[Material for this task]
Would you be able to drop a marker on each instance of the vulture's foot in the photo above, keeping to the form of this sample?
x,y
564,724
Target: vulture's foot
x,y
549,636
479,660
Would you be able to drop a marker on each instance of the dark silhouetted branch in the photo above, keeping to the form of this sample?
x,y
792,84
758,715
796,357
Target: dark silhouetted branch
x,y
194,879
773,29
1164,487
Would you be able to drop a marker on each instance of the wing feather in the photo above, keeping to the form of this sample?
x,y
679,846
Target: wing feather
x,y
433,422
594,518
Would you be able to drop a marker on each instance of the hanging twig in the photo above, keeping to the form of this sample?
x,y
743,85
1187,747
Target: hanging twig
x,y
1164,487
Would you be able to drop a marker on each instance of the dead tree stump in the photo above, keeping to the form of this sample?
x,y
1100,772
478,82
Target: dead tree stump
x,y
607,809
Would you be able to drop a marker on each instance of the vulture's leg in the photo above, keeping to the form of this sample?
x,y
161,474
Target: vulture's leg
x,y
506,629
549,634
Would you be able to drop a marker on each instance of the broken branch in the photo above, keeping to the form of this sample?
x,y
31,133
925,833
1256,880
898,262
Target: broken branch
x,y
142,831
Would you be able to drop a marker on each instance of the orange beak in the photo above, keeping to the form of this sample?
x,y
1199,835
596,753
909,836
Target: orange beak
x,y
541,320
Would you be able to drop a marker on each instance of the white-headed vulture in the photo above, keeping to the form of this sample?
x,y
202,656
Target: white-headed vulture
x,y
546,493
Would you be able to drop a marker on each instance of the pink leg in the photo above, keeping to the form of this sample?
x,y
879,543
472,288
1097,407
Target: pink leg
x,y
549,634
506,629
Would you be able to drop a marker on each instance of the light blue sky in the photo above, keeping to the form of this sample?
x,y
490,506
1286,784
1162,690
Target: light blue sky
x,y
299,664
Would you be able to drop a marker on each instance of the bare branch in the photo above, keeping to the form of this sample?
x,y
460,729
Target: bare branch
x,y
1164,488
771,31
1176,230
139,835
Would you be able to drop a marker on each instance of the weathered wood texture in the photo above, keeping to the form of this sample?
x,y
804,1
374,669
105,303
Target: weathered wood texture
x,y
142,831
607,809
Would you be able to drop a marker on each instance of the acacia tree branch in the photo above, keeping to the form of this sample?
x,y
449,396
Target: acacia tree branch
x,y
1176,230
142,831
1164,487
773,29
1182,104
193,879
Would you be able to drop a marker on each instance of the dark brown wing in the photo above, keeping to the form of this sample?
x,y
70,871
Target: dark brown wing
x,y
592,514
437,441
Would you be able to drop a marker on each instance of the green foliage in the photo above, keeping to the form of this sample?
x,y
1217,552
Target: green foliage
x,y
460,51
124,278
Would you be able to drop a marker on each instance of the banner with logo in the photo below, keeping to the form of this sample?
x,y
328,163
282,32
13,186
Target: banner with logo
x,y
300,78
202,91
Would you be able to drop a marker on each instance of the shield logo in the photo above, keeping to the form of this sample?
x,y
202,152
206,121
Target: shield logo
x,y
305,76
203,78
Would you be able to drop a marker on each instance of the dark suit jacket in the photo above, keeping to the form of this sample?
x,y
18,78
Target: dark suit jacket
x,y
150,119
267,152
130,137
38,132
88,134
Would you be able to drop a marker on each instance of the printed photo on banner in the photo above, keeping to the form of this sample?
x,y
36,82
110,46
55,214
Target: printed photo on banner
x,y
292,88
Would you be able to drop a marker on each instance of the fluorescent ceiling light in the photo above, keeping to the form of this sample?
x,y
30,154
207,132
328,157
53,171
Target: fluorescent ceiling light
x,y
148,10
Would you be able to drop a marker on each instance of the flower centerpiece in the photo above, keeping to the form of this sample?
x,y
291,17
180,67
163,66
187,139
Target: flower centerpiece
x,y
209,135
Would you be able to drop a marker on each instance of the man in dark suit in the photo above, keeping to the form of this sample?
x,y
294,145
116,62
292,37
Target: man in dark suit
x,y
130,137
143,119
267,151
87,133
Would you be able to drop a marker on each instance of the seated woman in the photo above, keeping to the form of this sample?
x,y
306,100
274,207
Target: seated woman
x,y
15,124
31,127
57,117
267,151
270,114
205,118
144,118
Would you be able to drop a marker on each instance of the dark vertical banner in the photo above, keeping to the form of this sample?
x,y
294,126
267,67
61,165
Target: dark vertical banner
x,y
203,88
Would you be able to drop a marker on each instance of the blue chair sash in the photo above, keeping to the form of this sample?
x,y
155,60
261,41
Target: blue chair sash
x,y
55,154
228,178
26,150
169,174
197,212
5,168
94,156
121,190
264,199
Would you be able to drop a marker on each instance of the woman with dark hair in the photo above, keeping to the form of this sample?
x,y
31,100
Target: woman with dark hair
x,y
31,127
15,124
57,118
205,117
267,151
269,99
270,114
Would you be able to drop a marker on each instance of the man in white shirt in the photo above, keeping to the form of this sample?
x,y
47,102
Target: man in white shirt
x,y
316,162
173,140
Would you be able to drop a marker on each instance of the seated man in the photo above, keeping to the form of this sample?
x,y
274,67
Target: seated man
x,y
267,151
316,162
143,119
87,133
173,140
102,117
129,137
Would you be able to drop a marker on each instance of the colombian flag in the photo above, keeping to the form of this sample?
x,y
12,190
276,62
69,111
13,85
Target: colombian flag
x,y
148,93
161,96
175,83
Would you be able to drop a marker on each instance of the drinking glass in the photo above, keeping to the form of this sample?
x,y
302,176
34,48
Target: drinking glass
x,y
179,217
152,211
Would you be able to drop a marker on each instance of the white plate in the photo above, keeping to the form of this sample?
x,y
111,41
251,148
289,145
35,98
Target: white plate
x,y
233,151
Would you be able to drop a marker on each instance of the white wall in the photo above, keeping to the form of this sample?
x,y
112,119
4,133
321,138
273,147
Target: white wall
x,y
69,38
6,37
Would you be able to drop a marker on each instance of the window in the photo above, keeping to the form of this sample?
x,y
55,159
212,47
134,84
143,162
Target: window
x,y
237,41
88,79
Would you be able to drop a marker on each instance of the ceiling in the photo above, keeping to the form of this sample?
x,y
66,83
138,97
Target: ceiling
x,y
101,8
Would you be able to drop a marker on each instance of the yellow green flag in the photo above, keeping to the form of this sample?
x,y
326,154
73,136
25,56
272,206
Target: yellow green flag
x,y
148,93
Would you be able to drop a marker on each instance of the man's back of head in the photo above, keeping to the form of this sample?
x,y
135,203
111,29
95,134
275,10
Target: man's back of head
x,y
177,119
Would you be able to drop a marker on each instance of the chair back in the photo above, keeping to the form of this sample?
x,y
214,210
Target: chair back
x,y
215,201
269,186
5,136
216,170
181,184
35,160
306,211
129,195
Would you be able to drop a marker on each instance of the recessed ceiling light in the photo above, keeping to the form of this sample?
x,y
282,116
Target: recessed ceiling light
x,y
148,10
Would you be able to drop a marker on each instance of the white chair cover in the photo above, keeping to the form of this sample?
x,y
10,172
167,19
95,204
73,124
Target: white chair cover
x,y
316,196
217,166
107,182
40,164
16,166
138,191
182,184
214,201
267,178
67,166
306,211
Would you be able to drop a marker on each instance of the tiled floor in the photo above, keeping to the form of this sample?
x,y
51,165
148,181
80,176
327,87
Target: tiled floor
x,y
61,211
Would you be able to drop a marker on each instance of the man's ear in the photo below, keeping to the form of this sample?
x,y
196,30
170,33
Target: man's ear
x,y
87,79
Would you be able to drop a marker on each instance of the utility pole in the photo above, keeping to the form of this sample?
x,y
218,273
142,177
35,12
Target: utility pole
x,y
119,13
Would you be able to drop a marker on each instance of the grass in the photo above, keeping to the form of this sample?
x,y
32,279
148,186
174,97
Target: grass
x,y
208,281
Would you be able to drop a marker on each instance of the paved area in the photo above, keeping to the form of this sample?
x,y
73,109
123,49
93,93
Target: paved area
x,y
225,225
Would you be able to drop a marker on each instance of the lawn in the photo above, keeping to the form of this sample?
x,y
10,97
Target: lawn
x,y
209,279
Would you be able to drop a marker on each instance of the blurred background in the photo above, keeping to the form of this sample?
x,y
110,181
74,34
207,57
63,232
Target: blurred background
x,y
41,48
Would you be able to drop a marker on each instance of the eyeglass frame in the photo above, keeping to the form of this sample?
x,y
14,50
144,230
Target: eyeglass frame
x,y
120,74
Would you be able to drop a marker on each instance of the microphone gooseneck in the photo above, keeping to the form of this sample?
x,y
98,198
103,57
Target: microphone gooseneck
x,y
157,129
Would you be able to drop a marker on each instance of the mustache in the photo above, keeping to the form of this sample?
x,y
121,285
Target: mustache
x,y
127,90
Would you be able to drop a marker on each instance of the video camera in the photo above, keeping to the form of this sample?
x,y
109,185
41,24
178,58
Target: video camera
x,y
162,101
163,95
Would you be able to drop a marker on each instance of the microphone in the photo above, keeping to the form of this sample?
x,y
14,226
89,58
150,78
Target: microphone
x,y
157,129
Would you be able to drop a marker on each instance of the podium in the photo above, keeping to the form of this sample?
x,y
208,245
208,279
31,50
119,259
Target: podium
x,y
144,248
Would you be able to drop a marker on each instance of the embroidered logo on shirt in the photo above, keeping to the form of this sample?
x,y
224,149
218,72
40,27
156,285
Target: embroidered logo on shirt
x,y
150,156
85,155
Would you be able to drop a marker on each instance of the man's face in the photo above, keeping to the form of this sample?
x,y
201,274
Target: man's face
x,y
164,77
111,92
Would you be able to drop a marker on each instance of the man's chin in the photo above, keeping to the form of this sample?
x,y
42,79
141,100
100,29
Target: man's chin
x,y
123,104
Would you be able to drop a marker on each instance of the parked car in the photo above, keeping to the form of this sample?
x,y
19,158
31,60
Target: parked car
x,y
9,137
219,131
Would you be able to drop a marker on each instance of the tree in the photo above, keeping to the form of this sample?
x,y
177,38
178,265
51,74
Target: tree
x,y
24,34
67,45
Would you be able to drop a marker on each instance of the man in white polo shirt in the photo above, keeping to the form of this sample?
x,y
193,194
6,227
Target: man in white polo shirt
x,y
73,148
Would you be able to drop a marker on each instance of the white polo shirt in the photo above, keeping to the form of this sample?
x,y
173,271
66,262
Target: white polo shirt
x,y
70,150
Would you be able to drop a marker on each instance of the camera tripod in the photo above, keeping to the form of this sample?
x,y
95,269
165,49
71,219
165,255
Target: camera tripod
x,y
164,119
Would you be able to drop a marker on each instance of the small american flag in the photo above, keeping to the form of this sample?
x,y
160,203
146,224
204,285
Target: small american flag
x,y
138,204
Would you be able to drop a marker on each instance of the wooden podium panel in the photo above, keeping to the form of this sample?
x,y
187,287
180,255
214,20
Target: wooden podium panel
[/Material for this task]
Exercise
The lines to return are those with the string "wooden" in them; copy each from the entries above.

Solution to this problem
Would you be able to drop a marker on each instance of the wooden podium panel in the photo above, keeping to the form of this sample?
Target: wooden podium panel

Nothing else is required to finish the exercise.